AIM » Reproduce every line of the listing below verbatim, with no changes.

--- DATA FOR THIS EXERCISE ---

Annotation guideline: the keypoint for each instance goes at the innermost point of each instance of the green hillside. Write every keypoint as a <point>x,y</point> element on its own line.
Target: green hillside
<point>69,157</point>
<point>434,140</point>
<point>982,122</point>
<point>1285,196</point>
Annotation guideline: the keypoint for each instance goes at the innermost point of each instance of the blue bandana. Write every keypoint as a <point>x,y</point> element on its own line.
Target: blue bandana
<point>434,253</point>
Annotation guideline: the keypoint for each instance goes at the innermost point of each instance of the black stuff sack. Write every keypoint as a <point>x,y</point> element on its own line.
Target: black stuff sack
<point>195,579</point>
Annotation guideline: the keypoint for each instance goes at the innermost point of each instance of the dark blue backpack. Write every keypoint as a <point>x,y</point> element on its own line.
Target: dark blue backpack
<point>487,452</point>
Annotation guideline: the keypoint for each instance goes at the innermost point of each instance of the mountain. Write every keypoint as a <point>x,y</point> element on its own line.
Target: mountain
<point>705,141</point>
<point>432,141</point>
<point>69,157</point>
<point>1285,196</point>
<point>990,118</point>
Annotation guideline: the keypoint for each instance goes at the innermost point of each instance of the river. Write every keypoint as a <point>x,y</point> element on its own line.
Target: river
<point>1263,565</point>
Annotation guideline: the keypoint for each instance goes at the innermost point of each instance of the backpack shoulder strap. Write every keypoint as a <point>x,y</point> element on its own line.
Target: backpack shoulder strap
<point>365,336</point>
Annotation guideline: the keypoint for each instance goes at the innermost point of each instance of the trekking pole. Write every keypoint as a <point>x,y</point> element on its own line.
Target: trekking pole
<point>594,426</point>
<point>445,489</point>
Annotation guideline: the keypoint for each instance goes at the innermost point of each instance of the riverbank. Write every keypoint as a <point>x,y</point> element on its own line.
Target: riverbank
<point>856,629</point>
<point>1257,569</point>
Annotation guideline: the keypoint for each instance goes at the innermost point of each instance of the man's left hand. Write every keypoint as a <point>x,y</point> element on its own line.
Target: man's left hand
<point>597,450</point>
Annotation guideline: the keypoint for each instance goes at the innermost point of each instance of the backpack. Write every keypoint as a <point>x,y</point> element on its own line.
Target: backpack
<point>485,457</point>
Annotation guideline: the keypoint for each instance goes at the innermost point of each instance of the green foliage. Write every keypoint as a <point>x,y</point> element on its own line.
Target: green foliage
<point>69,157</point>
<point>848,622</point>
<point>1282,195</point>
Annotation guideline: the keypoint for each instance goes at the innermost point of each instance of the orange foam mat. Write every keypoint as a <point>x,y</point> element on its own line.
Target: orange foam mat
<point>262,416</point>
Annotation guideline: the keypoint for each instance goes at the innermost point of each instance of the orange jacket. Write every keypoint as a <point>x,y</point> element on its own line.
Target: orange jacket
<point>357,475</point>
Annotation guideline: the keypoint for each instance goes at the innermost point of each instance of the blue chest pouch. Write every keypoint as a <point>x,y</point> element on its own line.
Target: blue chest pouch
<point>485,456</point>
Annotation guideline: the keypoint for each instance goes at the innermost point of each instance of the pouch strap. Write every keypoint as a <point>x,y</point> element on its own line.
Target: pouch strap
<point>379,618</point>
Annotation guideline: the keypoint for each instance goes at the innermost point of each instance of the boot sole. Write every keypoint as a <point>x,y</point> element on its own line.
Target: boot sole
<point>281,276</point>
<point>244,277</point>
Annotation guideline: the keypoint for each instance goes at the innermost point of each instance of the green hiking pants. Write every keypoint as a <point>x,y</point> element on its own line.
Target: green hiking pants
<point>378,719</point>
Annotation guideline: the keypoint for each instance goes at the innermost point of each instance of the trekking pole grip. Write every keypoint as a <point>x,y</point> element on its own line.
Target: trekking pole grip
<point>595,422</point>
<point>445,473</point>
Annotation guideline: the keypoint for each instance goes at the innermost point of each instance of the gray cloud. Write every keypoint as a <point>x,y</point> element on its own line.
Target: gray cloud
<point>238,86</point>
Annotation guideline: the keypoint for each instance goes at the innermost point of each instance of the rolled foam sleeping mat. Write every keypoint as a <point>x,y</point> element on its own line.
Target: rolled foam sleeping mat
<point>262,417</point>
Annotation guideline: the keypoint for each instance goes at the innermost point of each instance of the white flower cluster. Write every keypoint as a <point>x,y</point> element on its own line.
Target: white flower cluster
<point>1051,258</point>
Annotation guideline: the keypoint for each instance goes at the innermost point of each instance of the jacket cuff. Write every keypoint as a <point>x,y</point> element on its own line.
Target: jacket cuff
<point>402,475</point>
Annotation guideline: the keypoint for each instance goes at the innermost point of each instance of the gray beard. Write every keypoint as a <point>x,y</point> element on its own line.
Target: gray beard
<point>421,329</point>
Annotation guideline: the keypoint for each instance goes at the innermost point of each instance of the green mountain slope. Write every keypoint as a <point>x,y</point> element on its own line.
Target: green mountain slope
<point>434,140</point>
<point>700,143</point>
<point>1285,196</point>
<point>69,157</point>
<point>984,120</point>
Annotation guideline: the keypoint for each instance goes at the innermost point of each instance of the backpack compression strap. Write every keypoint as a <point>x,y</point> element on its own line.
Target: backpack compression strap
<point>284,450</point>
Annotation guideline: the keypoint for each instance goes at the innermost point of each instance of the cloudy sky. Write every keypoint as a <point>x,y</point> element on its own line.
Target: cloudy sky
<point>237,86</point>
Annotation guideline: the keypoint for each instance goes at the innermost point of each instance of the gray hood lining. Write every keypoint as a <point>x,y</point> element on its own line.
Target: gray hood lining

---

PROBLEM SOLUTION »
Annotation guideline: the keypoint for each instance goes at the innermost point of each instance of the green hillside. Write every keypoint as a <point>x,y</point> element on its own line.
Target: green hillside
<point>69,157</point>
<point>434,140</point>
<point>982,122</point>
<point>1285,196</point>
Annotation guideline: the keypoint for each instance goes at the innermost point of each instance of the blue bandana. Write every keypoint as a <point>x,y</point> element on its own line.
Target: blue bandana
<point>434,253</point>
Annotation guideline: the keypoint for each instance goes at the innermost point of each instance of the black stuff sack. Write every keypoint as a <point>x,y</point> element on its own line.
Target: black stuff sack
<point>195,579</point>
Annotation guideline: the keypoint for each instance goes at the innermost point of each instance of the dark blue backpack. Write every keypoint as a <point>x,y</point> element on its own line.
Target: dark blue backpack
<point>487,452</point>
Annotation guideline: the keypoint for each instance goes at the innermost point of each instance of the mountain. Write every keypoint as a <point>x,y</point> element on its own line.
Target: mountain
<point>705,141</point>
<point>432,141</point>
<point>69,157</point>
<point>1285,196</point>
<point>990,118</point>
Annotation guideline: the keypoint for each instance goes at the innermost point of each instance of the river. Write every keypoint as a <point>x,y</point> element on its own line.
Target: river
<point>1263,565</point>
Annotation guideline: the keypoint for each instance goes at the innermost point of each instance of the backpack shoulder strap. Write every keypoint as a <point>x,y</point> element on its own line.
Target: backpack shoulder strap
<point>365,336</point>
Annotation guideline: the keypoint for each instance goes at the innermost point of each instance of the trekking pole. Write every keypoint as a <point>x,y</point> element on its own line.
Target: trekking pole
<point>594,426</point>
<point>445,489</point>
Annotation guideline: the keypoint for each instance goes at the innermost point of each instance of the riverbank. Write every keypoint as a <point>x,y</point> element on its own line.
Target: riverbank
<point>856,629</point>
<point>1257,569</point>
Annotation guideline: the keypoint for each instance goes at the innermost point of each instance of the man's left hand. Write every keypoint as a <point>x,y</point> element on its own line.
Target: man's left hand
<point>597,450</point>
Annotation guideline: the keypoint for each instance goes at the innermost point of each instance of the backpack. Write every keypoint as a <point>x,y</point> element on its own line.
Target: backpack
<point>485,457</point>
Annotation guideline: the keypoint for each instance goes at the innermost point of each instance of the green foliage. Write every keypoint as a <point>x,y</point> element on its own line.
Target: green foliage
<point>69,157</point>
<point>848,622</point>
<point>1282,195</point>
Annotation guideline: the keypoint for each instance goes at the innermost point of each instance of the orange foam mat. Write every keypoint as a <point>x,y</point> element on its own line.
Target: orange foam mat
<point>262,416</point>
Annotation guideline: the keypoint for each instance goes at the innermost point of each instance of the orange jacket. Write every keypoint as a <point>x,y</point> element on its own line.
Target: orange jacket
<point>357,475</point>
Annotation guideline: the keypoint for each instance goes at the innermost point of each instance of the blue chest pouch. Write every keypoint as a <point>x,y</point> element on its own line.
Target: blue chest pouch
<point>485,456</point>
Annotation guideline: the keypoint for each instance goes at the innermost point of each instance of the pouch strap. Write every keypoint as a <point>x,y</point> element on its own line.
Target: pouch strap
<point>379,618</point>
Annotation guideline: the keypoint for each instance goes at the innermost point of each instance of the boot sole. Write every keypoint as a <point>x,y</point> element on its own line.
Target: boot sole
<point>281,276</point>
<point>244,277</point>
Annotation guideline: the keypoint for each instance goes at the innermost point of each instance of the green hiking pants. Write every keypoint as a <point>x,y</point> element on its own line.
Target: green hiking pants
<point>378,719</point>
Annotation guideline: the keypoint for each instance goes at the innermost point of each instance of the trekking pole grip. Write every keypoint as a <point>x,y</point> element on its own line.
Target: trekking pole grip
<point>595,422</point>
<point>445,473</point>
Annotation guideline: the keypoint for each instance goes at the innermost point of each instance of the gray cloud. Write every keypoint as a <point>x,y</point> element on its own line.
Target: gray cloud
<point>238,86</point>
Annotation guideline: the keypoint for each instance goes at the innermost point of each instance of the rolled foam sleeping mat. Write every keypoint as a <point>x,y</point> element on its own line.
Target: rolled foam sleeping mat
<point>262,417</point>
Annotation guideline: the keypoint for each instance goes at the innermost point of each instance of the white flower cluster. Write every keypoint as a <point>x,y</point> element on its own line.
Target: white flower cluster
<point>1051,258</point>
Annotation guideline: the keypoint for each instance goes at the innermost point of each instance of the jacket cuff. Write every keypoint as a <point>x,y</point> element on its own line.
Target: jacket cuff
<point>402,475</point>
Annotation guideline: the keypoint for each instance goes at the innermost point of each instance of the gray beard. Write every keypoint as a <point>x,y</point> element on its own line.
Target: gray beard
<point>421,329</point>
Annotation guideline: the keypoint for each instance goes at the innermost point of each instance of the green mountain slope. Write every keypoint as a <point>x,y</point> element on its own line.
Target: green mountain slope
<point>434,140</point>
<point>700,143</point>
<point>1285,196</point>
<point>69,157</point>
<point>984,120</point>
Annotation guideline: the keypoint for each instance goes at the innermost point of each instance of the backpack compression strap. Write every keypoint as a <point>x,y</point> element on its own line.
Target: backpack compression strap
<point>284,450</point>
Annotation guideline: the keypoint for each instance goes at the innermost point of each instance of the cloudy sky. Write every keypoint as a <point>x,y</point> element on its own line.
Target: cloudy sky
<point>237,86</point>
Annotation guideline: the keypoint for each instance goes at the innermost point of each instance of the gray hood lining. Write every keypoint as a <point>x,y</point> element on its own line.
Target: gray hood lining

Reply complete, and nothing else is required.